◆ PROBLEM TO WORK ON ◆
Below are some records. Print exactly the lines between the one holding "One marker serves each instance of the helmet" and the one holding "One marker serves each instance of the blackberry.", inclusive, and nothing else.

■ ■ ■ ■ ■

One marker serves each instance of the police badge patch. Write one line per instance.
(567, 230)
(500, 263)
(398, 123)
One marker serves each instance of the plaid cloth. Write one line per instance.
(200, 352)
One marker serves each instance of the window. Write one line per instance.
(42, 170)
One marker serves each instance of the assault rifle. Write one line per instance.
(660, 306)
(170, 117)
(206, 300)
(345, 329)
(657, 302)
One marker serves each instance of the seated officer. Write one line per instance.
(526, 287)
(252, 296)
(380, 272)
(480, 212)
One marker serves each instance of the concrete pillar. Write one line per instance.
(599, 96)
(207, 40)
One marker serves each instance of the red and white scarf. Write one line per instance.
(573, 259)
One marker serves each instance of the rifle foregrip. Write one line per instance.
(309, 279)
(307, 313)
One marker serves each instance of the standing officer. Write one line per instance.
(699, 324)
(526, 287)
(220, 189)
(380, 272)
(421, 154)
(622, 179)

■ ■ ■ ■ ■

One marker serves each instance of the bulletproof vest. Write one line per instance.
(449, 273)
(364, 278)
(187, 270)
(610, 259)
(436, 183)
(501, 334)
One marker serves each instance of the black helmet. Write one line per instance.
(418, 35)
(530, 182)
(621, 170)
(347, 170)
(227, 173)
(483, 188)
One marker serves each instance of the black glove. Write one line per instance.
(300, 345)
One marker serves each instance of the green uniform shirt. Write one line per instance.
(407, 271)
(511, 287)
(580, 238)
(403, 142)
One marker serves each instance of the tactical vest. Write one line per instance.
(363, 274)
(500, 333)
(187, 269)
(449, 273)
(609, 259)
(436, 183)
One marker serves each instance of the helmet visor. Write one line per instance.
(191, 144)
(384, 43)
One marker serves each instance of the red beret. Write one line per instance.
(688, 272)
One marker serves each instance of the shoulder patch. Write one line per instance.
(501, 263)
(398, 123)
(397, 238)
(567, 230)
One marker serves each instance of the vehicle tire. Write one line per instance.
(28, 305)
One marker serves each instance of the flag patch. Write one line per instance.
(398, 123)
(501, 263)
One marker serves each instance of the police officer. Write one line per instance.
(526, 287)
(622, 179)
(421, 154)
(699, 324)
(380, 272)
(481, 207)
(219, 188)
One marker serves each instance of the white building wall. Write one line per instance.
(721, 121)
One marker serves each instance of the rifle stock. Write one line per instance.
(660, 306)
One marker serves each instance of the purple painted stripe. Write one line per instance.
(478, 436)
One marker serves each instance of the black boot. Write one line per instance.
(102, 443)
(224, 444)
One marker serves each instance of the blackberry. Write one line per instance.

■ ■ ■ ■ ■

◆ RESPONSE ◆
One marker serves each instance of the helmet visor. Write one line per instance.
(191, 144)
(384, 43)
One marker serves each instance of the red beret. Write one line per instance.
(688, 272)
One marker serves each instance of the shoulder patch. Write one line per instance.
(501, 263)
(398, 123)
(397, 238)
(567, 230)
One marker serves each instance of the vehicle tire. Write one line per instance.
(28, 305)
One marker serves each instance of the flag patch. Write one line per instance.
(398, 123)
(501, 263)
One marker serves each instance of the police officer. Write one line per instance.
(526, 287)
(622, 179)
(421, 154)
(699, 324)
(380, 272)
(481, 207)
(219, 188)
One marker serves each instance of the white building wall. Write one line per instance.
(721, 121)
One marker serves each instance of the rifle stock. Write one line per instance.
(660, 306)
One marker serves each instance of the purple painted stripe. Write one line per instance.
(478, 436)
One marker serves each instance of the black boot. Write one line per instance.
(102, 443)
(224, 444)
One marker serves each instance of the blackberry. Write one line per instance.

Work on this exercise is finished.